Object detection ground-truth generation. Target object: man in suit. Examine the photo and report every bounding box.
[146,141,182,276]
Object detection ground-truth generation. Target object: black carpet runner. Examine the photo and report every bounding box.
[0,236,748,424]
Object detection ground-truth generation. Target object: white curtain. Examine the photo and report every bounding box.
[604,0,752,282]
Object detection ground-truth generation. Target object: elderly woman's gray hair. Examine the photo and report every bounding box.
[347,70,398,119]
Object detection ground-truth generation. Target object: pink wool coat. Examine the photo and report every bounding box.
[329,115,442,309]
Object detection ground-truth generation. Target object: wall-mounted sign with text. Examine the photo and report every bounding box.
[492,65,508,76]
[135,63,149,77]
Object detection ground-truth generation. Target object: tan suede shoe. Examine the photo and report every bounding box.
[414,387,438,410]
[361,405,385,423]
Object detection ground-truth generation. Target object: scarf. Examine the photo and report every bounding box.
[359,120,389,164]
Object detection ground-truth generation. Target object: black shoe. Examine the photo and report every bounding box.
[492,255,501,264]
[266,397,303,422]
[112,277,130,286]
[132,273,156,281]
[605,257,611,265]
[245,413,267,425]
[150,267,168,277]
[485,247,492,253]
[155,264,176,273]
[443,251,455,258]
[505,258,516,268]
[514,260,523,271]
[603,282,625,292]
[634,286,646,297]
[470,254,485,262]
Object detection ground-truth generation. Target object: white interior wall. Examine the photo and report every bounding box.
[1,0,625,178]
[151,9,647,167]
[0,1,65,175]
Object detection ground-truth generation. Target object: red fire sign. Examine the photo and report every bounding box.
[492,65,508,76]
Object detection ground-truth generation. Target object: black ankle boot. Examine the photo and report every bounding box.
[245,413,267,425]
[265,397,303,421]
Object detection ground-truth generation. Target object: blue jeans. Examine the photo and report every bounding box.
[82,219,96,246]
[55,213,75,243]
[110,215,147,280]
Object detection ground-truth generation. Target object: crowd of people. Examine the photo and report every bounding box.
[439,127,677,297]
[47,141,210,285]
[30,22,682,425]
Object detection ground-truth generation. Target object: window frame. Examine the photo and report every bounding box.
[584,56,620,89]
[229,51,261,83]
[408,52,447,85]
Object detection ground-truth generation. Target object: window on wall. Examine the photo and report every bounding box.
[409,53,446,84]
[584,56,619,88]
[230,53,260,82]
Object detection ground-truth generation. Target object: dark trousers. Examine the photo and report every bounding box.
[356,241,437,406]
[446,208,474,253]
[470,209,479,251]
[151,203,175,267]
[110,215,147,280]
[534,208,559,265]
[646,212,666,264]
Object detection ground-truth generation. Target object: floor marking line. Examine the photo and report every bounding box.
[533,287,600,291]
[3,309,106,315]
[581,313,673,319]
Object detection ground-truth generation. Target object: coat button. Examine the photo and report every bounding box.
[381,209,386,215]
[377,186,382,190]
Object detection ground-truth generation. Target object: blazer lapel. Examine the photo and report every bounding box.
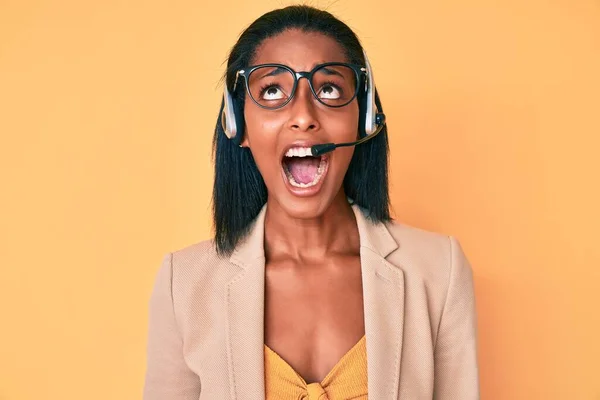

What you need to do
Should a record include a picture, omit it from your copy and return the rest unchanged.

Response below
Object detection ground-truth generation. Target object: man in suit. Examine the photo and report every bounding box.
[146,141,182,276]
Object detection ground-truth generation. Target object: black carpet runner. Examine the photo and report every bounding box.
[0,236,748,424]
Object detection ground-truth generation. Target object: white curtain. Examine the photo and report every bounding box.
[604,0,752,282]
Object detection ground-truth generation. Target object: elderly woman's gray hair. Examine the photo and report every bounding box.
[347,70,398,119]
Object detection ground-truth generation. Target object: pink wool coat. Examine the photo and report every bounding box.
[329,115,442,309]
Object detection ground-truth generation. Target object: wall-mounted sign with text. Examine the photo and report every bounding box.
[492,65,508,76]
[135,63,149,77]
Object detection ground-truth generation. Target object: tan suede shoe. Examine the photo and report every bounding box.
[414,387,438,410]
[361,405,385,423]
Object detection ground-truth generation. Target object: scarf. Examine the photo and report every bounding box.
[359,120,389,164]
Object detection ground-truth generation. Target object: black shoe. Examine the photo and report every bounding box.
[492,255,501,264]
[266,397,303,422]
[112,277,130,286]
[132,273,156,281]
[605,257,611,265]
[245,413,267,425]
[150,267,168,277]
[485,247,492,253]
[155,264,176,273]
[443,251,455,258]
[505,258,516,268]
[514,260,523,271]
[603,282,625,292]
[634,286,646,297]
[470,254,485,262]
Object detection ground-truth generation. Target object: white interior wall. Examine the photo and report every bounding box.
[1,0,625,178]
[151,9,647,167]
[0,1,65,175]
Object detection ground-truth generation. Target object: red fire sign. Examine the photo and report every bounding box.
[492,65,508,76]
Object detection ground-truth generation. Target object: black ankle boot. Examine the photo and report every bounding box.
[245,413,267,425]
[265,397,303,421]
Object detection ground-truth generation. Target object: blue jeans. Examine the photo and report every bounding box.
[82,219,96,246]
[55,213,75,243]
[110,215,147,280]
Object detection ground-truth generation. Target object: crowd of people. Examine the photo and report every bounding box.
[439,127,677,297]
[47,141,210,285]
[30,22,682,425]
Object detection ground-truth generation. Target object: window frame. Examine the photo and report every bounding box.
[584,56,620,89]
[229,51,261,83]
[408,52,447,85]
Object detection ground-truth generation. Target object: window on wall. Examine the photo and report every bounding box.
[409,53,446,84]
[584,56,619,88]
[230,53,260,82]
Object detection ground-truth generation. Target object: dark trousers. Examine the photo and report every bounding box.
[356,241,437,406]
[446,208,474,253]
[470,209,479,251]
[151,203,175,267]
[110,215,147,280]
[534,208,559,265]
[646,212,666,264]
Object detection ground-truth generation. Target object: floor marking line. Examine the photo and report every bounding box.
[533,287,600,291]
[3,309,106,315]
[581,313,673,319]
Object detection ground-truth generation. Target object: coat button. Examine the photo and report every bounding box.
[381,209,386,215]
[377,186,382,190]
Object detection ground-truth generation. Target object: blazer lapel. Examine the photo and report every bounding box.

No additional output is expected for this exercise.